DATA SECTION
------------------------------------------------------------------------

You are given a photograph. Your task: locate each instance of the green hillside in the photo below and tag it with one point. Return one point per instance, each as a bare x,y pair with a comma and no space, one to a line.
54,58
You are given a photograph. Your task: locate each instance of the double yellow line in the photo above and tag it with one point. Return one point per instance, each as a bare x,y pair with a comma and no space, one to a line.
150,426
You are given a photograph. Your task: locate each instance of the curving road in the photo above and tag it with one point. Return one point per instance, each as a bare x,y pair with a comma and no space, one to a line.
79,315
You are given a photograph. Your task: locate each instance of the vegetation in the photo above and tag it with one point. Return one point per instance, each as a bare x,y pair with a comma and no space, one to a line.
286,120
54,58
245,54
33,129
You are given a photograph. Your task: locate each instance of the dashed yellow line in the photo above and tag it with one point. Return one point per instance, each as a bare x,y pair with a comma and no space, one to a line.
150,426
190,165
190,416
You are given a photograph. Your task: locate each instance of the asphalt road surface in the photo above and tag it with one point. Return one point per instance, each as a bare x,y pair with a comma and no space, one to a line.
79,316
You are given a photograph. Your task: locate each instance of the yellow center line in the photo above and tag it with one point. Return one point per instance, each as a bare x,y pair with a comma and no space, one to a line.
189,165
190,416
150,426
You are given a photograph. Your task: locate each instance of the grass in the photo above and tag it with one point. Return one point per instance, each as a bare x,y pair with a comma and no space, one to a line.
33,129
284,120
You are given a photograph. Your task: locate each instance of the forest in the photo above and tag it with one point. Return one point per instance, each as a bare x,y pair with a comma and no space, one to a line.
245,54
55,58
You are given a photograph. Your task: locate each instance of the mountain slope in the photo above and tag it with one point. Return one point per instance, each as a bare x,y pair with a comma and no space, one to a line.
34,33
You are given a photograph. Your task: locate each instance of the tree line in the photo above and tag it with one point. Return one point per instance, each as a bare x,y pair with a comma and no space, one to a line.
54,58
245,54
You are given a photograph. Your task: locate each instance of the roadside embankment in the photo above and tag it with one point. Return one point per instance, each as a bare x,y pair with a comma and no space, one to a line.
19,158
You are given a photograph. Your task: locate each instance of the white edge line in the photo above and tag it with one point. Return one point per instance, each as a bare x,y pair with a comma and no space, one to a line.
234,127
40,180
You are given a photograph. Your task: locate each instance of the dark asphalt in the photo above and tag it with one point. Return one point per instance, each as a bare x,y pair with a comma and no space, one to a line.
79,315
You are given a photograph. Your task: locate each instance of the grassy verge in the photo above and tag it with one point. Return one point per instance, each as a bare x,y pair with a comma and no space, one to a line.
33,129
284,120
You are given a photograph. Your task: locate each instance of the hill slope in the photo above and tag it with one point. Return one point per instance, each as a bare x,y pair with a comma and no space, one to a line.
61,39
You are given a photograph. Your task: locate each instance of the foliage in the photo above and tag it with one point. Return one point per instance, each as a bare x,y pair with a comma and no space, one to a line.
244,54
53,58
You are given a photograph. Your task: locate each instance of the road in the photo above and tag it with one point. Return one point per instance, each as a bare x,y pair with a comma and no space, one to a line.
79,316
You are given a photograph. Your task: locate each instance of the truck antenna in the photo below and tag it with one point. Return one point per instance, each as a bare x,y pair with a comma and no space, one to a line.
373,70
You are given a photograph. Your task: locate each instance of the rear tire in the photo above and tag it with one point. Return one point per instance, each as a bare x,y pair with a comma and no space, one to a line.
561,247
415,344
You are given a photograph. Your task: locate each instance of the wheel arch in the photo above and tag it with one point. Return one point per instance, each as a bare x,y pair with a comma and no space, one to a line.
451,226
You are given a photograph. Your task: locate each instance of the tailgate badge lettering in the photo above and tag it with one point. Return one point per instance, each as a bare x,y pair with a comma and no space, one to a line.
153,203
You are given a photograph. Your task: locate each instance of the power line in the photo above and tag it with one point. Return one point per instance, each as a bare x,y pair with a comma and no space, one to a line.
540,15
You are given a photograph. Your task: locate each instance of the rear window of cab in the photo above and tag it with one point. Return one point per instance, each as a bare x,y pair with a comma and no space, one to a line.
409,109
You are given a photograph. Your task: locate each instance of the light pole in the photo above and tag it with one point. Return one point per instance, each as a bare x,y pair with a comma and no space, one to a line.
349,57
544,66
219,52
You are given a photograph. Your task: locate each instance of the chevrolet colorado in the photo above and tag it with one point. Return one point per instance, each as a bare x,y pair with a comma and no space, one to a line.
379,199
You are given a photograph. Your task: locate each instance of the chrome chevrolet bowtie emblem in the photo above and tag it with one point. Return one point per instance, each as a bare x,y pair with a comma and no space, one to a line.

------------------------------------------------------------------------

GIVEN EXERCISE
All of the data needs to be reproduced exactly, with no line missing.

SOLUTION FOR THIS PROBLEM
You are given a photograph. Your task: locate each instance of the green hillside in the photo below and tag it with one point. Return one point per instance, each as a bare x,y pair with a comma and no space, one to a line.
54,58
You are given a photograph. Your task: locate each instance of the double yellow line in the photo above and tag it with one point. Return one point per instance, each as a bare x,y pair with a comma and no space, one to a line.
150,426
You are given a photograph. Your task: locate each instance of the curving road in the photo above and tag it with one point. Return one point per instance, each as a bare x,y pair with a comma and no space, one to a line.
79,315
You are given a photograph. Your task: locate each instance of the vegetation in the photo above and tag it with one point. Return one point per instance, each as a bare x,y pair with a comma and no space, one to a line.
286,120
54,58
245,54
33,129
You are given a photograph. Your task: locate each instance of the dashed yellow line in the photo above and tag it with one point. Return one point per instance, each as a bare x,y pair with a comma and no space, one to a line.
150,426
190,165
190,416
You are given a photograph. Your task: locate each instance of the asphalt road surface in the photo above and tag it with one point. Return one point per instance, each as a bare x,y pair with a comma and no space, one to a line.
79,316
You are given a photograph. Your task: locate each instance of the yellow center line in the photo above and tag it with one point. Return one point per instance, each as a bare x,y pair with a comma and no space, one to a line.
189,165
190,416
150,426
You are given a photograph. Your task: locate each instance of the grass in the photo above and tag it with one point. Return one point per instance, each as a bare x,y pair with a comma and no space, one to a line.
33,129
284,120
You are given a photograph. Your task: locate each instance of the forest in the photo above and tag it with one point. Return one point per instance, each as a bare x,y pair with a comma and no space, one to a line.
245,54
55,58
You are given a photograph. Your task: locate each instance of the mountain slope in the photo above and tag it with one point. Return one point per instance, each as a bare x,y pair with a comma and no space, one to a line.
34,33
You are given a photograph. Your task: locate each instance of the tree line in the photo above and tag it with one point. Return one point per instance, each as a bare x,y pair with a comma and no space, one to a line.
54,58
245,54
You are given a photograph. Your task: locate each instance of the roadside embankment in the photo above and tag it with one point. Return one point per instance, each as a bare x,y pair with a comma and no space, one to a line.
19,158
You are given a photograph. Your task: locate each instance of the white edge line in the photo above and tag it with one point. Return one point per instance, each as a bare x,y pair with a comma and no space, one to a line.
234,127
40,180
You are given a photograph. Your task: locate each instance of the dark asphalt in the photo above and tag it with one point. Return one point per instance, each as a bare x,y pair with a comma and no space, one to a line.
79,315
You are given a photograph. Your task: locate each instance of the grassy verge in the photo above and tag it with one point. Return one point per instance, each as a bare x,y pair with a comma and no space, one to a line.
33,129
284,120
You are given a photograph. Your task: locate each instance of the hill slope in the photo above and tag it with one point. Return one point per instance, each as a bare x,y pair with a comma and no space, one to a line.
61,39
You are given a photograph. Your task: locate each instance of the foliage in the photo above and tag it with one point. Return one point per instance, each as a bare x,y pair with a comma and no space, one to a line.
244,54
53,58
You are given a photograph. Your task: locate each instance of the road in the photo above and tag it with one point. Return one point per instance, each as a bare x,y pair with a comma and no space, one to a line.
79,316
You are given a photograph. Your task: locate each instance of the truck antenna in the photo below and tag it with one point. Return one point per instance, each as a bare x,y pair with a comma and no space, one to a line.
373,70
You are given a photograph. Your task: locate each instance of the rear tire in the photo above and tag it with one point. Return one point per instance, each as a bare x,y pair with a comma and no space, one to a line.
561,247
415,344
You are given a photograph. Your task: locate each instance of the wheel arch in the photo above and tag it with one point. Return one point per instance, each as a bare x,y pair with a comma and no space, one to a line.
451,226
You are given a photograph. Your task: locate each instance of the tailgate badge lettering in the photo above and tag it with one point. Return one point per instance, each as a bare x,y pair with a comma and no space, one to a line.
153,203
You are given a photograph. Your task: locate each instance of the power line in the photo above and tag it with one point. Return one point per instance, each as a bare x,y pair with a comma and no space, one to a line.
540,15
You are given a photograph. Your task: locate each instance of the rear window of cab in the photo above and tag it with one point. Return one point per instance, each as a bare x,y pair with a comma and no space, one to a line.
409,109
You are given a photograph. Your task: locate each instance of the light pole in the photo above and tag it with one point. Return one point per instance, each as a bare x,y pair with a comma and no space, one to a line.
349,57
544,66
219,52
You are given a photograph. Your task: locate each instance of the chevrolet colorado in the photo above and tag it with one point. Return one point per instance, each as a bare x,y pair with a comma and no space, one to a line.
379,199
You are given a photograph. Your task: locate each instance of the chrome chevrolet bowtie emblem in the photo above and tag it with one point. Return one point per instance, each as a bare x,y pair with a comma and no space, one to a line.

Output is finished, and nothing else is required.